January 01, 2014
LAAYOUNE, Western Sahara (AP) — Helmeted Moroccan riot police waded into the small crowds of women in brightly colored shawls who chanted slogans for independence on the streets of Laayoune, the capital of the disputed territories of the Western Sahara. Every time one group of the mostly women and children protesters was dispersed, another would appear farther down the street, attracting phalanxes of police. The confrontations continued long after dark and degenerated into stone-throwing contests.
The harsh police response against the Sahrawis, as the region's native inhabitants are known, contrasted with the conciliatory gestures the Moroccan government have been extending to the restive desert territory that it annexed 38 years ago. Just weeks before the demonstrations, the government announced a potentially groundbreaking, 10-year economic plan to boost the standard of living and increase respect for human rights — but that has done little to defuse tensions.

### DIRECTION 1
According to the news report, how many years ago did Morocco annex the Western Sahara territory?
The rows that follow bear no relation to the news report.

### DATA FOR THE TASK

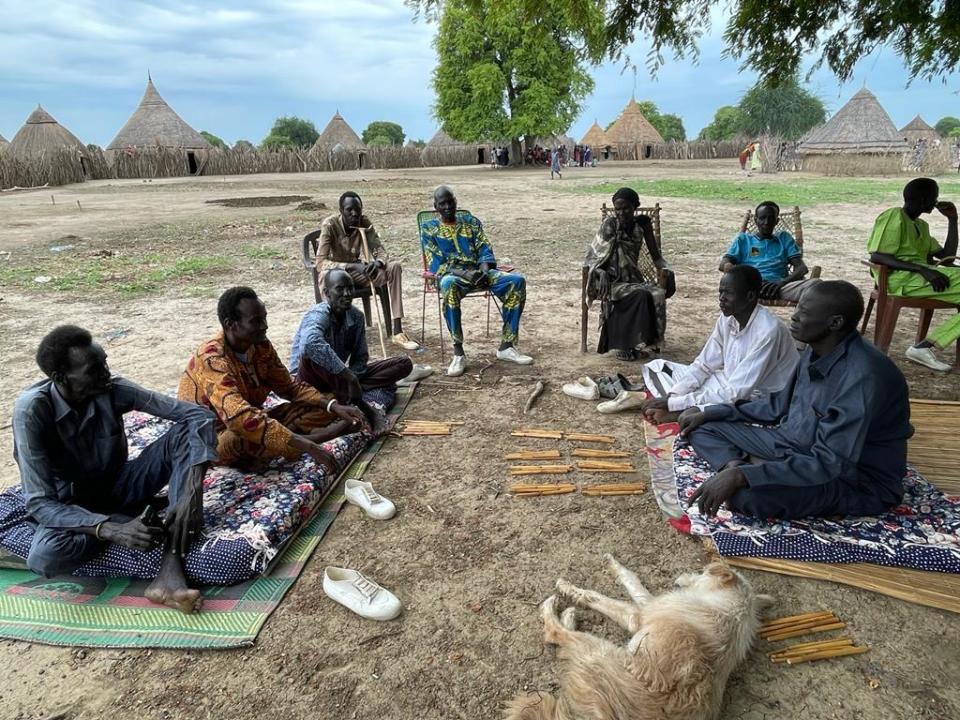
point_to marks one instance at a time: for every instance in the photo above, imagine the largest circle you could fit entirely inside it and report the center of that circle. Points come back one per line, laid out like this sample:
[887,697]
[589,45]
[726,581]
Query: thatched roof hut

...

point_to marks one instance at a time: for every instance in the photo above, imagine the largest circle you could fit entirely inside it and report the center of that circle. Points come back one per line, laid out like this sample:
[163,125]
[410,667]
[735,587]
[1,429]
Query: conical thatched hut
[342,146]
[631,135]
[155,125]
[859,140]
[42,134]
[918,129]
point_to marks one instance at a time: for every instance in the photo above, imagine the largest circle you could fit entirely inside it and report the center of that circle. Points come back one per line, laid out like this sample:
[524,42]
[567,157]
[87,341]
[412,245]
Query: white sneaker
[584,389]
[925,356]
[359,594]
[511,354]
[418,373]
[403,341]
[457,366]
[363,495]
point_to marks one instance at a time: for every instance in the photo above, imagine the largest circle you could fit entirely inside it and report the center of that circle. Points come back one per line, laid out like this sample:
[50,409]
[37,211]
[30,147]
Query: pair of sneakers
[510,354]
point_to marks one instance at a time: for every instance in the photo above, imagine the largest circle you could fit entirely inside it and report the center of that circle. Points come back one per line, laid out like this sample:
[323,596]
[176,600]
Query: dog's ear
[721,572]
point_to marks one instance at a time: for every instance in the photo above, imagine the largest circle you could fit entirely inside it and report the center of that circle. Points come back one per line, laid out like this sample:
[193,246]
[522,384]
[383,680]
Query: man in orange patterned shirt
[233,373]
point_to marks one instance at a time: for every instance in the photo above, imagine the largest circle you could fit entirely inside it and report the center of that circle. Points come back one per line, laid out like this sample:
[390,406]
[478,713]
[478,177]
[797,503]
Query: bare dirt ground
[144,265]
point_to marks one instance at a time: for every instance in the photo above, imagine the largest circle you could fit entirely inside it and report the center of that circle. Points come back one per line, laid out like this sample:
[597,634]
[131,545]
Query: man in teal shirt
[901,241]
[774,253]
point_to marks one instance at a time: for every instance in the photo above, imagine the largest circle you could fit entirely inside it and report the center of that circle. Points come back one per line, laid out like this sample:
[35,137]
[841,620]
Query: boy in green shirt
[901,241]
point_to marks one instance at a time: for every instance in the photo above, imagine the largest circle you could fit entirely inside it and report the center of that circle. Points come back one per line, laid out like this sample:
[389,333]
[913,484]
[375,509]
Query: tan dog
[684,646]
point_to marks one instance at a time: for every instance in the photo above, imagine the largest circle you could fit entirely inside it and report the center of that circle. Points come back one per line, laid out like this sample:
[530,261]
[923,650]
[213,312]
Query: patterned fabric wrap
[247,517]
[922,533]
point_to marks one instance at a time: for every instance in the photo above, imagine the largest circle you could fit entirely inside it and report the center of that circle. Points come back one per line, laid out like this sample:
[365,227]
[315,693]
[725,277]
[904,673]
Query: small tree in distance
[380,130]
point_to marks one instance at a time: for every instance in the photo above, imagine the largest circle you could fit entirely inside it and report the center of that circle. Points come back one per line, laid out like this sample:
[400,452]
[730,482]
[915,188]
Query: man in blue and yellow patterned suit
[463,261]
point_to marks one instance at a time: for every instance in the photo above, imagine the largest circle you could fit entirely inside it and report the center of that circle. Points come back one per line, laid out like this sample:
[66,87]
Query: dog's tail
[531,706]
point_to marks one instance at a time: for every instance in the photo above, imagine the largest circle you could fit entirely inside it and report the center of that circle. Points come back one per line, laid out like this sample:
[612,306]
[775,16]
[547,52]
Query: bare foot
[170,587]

...

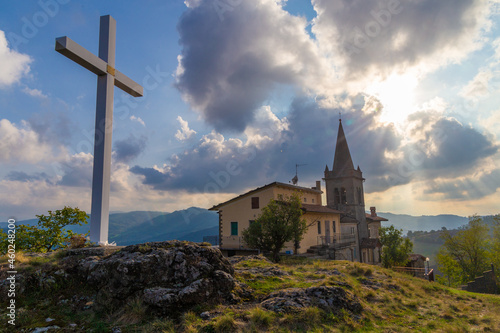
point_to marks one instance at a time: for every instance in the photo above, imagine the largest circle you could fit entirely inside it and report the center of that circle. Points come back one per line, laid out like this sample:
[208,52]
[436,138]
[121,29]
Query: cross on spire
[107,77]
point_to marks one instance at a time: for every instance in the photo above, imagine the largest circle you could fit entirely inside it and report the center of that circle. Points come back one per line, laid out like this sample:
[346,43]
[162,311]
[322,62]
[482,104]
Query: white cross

### DIRECTION 2
Pull out every row above that contains the string "bare", treating uppercase and lowercase letters as distinct.

### TASK OUTPUT 1
Morocco annexed it 38 years ago.

### TASK OUTPUT 2
Query: bare dirt ground
Query: bare foot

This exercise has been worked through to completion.